*** Block opens ***
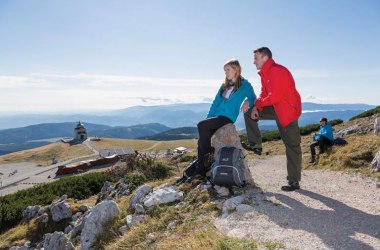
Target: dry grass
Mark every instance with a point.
(194, 227)
(43, 156)
(31, 230)
(144, 145)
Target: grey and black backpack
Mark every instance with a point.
(228, 168)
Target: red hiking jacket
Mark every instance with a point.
(279, 90)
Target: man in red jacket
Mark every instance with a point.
(280, 101)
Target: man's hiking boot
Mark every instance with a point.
(291, 186)
(312, 160)
(250, 147)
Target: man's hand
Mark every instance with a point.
(244, 108)
(254, 114)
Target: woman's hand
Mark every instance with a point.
(245, 107)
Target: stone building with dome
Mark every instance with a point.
(80, 132)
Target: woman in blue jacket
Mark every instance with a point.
(224, 109)
(323, 138)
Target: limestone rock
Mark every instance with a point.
(44, 218)
(60, 210)
(31, 211)
(83, 208)
(139, 194)
(95, 221)
(76, 216)
(222, 191)
(163, 195)
(376, 163)
(139, 209)
(232, 203)
(63, 197)
(57, 241)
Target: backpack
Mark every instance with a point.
(228, 168)
(339, 141)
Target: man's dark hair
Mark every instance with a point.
(264, 51)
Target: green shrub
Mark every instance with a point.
(77, 187)
(135, 179)
(152, 169)
(367, 113)
(187, 158)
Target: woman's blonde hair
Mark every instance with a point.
(233, 63)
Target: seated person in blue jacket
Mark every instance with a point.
(322, 139)
(224, 109)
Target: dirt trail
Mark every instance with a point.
(333, 210)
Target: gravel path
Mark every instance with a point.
(333, 210)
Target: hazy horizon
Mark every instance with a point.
(64, 56)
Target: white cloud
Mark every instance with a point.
(305, 73)
(79, 91)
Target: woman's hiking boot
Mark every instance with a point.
(292, 185)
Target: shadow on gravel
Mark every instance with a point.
(336, 226)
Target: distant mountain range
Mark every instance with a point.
(174, 116)
(174, 134)
(16, 139)
(144, 122)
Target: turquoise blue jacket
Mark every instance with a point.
(230, 107)
(325, 131)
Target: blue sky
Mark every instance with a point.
(93, 55)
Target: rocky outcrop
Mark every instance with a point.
(139, 194)
(376, 163)
(161, 195)
(60, 210)
(31, 211)
(95, 222)
(57, 241)
(109, 191)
*** Block closes ***
* **What is expected**: The required output is every line from the one that holds "Target: turquoise blue jacket" through the last line of the listing above, retyped exactly and with nothing else.

* **Solution to this exercise**:
Target: turquoise blue jacket
Mark every instance with a point.
(230, 107)
(325, 131)
Target: blue sky
Mark every instance with a point.
(93, 55)
Target: rocky outcrop
Mark every instance with a point.
(139, 194)
(376, 163)
(161, 195)
(60, 210)
(31, 211)
(95, 222)
(57, 241)
(109, 191)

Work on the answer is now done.